(Excerpts from a pointing dataset)
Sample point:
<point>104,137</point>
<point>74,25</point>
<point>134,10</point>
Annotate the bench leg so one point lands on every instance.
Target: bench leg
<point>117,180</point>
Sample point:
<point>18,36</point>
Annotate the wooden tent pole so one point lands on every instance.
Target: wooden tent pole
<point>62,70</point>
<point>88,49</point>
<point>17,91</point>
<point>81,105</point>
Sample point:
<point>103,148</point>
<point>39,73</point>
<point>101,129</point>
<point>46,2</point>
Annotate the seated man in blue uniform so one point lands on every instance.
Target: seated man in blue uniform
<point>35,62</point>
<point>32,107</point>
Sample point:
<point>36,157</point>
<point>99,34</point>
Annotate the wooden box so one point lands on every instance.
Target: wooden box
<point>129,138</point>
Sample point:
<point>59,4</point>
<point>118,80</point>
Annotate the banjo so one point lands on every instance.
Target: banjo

● What is expected:
Repeat all of the entries above line for line, without changing anything.

● Problem solution:
Sample point:
<point>104,137</point>
<point>74,25</point>
<point>134,10</point>
Annotate the bench leg so one point lands on every instance.
Target: bench leg
<point>117,180</point>
Sample point:
<point>18,36</point>
Annotate the wooden tent pole so one point lands on every instance.
Target: wooden tent pole
<point>62,70</point>
<point>88,49</point>
<point>17,91</point>
<point>81,105</point>
Sample point:
<point>103,148</point>
<point>39,73</point>
<point>101,129</point>
<point>46,2</point>
Annotate the seated man in blue uniform so one point lands on every instance.
Target: seated man in blue uniform
<point>35,62</point>
<point>32,107</point>
Sample point:
<point>36,157</point>
<point>99,34</point>
Annotate the wooden box so one point lands on every instance.
Target: wooden box
<point>129,138</point>
Sample point:
<point>59,4</point>
<point>118,80</point>
Annotate the banjo so one point lands on every instance.
Target: banjo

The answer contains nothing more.